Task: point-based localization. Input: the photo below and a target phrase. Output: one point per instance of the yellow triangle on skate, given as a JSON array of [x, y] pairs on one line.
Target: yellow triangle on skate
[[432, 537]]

::::::::::

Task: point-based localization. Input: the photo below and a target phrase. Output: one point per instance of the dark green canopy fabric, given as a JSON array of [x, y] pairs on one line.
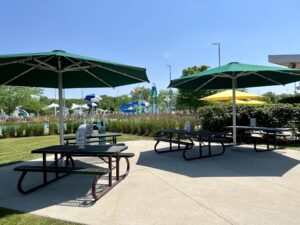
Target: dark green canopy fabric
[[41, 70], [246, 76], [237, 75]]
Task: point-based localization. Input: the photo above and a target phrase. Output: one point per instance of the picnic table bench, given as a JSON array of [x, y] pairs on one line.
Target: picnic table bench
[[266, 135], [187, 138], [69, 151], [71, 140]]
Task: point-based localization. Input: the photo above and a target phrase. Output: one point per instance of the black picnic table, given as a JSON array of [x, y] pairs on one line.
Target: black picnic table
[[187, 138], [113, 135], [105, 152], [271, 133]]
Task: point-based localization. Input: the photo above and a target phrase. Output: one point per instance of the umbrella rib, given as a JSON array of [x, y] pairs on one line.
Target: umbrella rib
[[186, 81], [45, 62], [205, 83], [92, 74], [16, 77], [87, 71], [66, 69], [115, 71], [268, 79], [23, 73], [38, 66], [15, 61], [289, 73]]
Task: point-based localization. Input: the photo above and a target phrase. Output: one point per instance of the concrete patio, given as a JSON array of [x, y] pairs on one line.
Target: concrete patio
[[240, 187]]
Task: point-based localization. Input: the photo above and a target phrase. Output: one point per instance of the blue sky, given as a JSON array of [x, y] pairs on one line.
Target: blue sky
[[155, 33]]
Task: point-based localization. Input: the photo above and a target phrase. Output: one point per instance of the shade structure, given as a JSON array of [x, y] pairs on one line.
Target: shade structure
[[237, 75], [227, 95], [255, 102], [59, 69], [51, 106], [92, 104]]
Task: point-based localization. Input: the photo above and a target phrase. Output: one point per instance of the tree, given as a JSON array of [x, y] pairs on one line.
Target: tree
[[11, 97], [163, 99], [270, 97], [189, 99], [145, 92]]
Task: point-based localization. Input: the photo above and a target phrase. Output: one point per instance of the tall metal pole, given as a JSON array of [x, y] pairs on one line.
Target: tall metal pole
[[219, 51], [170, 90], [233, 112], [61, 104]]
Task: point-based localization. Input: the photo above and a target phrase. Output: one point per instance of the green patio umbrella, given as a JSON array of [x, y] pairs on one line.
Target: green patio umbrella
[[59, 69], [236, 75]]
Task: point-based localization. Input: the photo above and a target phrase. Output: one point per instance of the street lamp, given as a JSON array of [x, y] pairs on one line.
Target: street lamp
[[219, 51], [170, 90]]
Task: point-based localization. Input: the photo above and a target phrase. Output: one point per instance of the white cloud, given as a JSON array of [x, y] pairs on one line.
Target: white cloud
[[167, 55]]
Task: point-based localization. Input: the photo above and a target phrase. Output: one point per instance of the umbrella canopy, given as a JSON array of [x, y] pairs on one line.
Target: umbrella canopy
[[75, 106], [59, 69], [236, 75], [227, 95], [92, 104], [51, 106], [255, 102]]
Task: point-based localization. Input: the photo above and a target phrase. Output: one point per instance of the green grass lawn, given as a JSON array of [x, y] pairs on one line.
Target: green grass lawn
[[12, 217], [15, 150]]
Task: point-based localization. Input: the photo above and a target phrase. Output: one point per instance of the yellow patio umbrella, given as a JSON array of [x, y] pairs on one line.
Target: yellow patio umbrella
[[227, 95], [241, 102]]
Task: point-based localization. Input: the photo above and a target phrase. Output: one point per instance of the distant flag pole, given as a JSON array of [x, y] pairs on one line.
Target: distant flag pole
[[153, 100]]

::::::::::

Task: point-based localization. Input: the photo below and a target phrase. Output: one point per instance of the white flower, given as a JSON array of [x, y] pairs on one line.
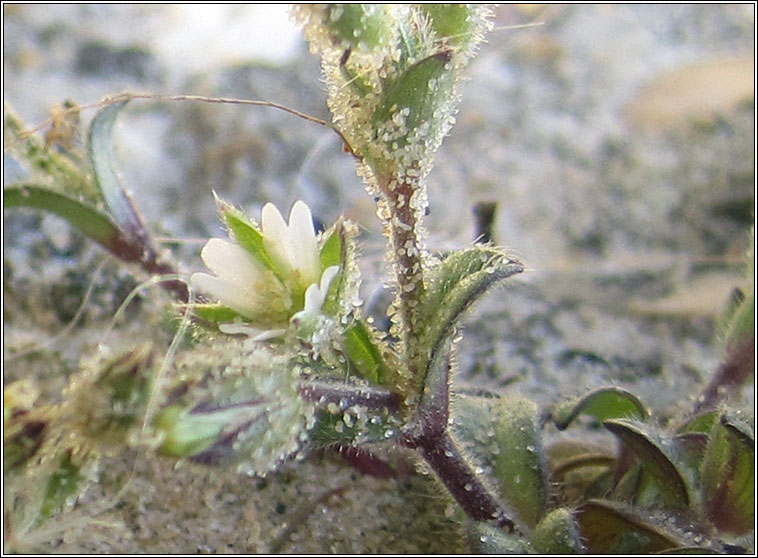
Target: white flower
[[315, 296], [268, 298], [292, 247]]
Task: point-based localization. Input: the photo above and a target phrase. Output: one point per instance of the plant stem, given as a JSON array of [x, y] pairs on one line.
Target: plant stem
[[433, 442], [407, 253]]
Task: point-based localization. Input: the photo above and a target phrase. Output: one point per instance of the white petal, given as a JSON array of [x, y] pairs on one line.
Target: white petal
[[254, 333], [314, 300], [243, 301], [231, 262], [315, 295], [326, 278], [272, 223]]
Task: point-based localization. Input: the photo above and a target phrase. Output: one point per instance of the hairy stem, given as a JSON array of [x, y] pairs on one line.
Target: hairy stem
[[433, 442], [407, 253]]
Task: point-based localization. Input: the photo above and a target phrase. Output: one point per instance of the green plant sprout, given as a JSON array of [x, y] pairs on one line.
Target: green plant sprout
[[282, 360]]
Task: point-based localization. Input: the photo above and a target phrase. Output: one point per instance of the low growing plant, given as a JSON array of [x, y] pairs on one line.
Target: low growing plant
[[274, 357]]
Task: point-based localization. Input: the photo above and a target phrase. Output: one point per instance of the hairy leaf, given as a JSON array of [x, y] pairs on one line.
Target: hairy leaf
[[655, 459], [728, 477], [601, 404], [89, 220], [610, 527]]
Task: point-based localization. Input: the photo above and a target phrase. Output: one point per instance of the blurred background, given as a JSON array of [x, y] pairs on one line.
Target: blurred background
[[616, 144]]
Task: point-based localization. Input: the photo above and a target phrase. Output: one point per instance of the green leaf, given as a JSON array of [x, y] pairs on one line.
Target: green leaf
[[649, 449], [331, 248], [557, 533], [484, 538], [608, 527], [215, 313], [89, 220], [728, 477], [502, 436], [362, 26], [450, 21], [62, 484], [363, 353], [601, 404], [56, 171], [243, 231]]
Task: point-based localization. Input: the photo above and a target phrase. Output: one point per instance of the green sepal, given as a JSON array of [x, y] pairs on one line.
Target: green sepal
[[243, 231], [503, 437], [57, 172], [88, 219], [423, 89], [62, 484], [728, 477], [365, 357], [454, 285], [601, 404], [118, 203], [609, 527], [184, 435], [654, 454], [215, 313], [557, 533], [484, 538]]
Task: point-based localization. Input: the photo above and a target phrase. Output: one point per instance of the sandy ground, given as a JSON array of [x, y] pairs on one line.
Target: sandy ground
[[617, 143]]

::::::::::

WHAT IS NEEDED » Tally the lines above in which the string "below" occurs, and give the total with nothing added.

COMPLETED EXERCISE » 3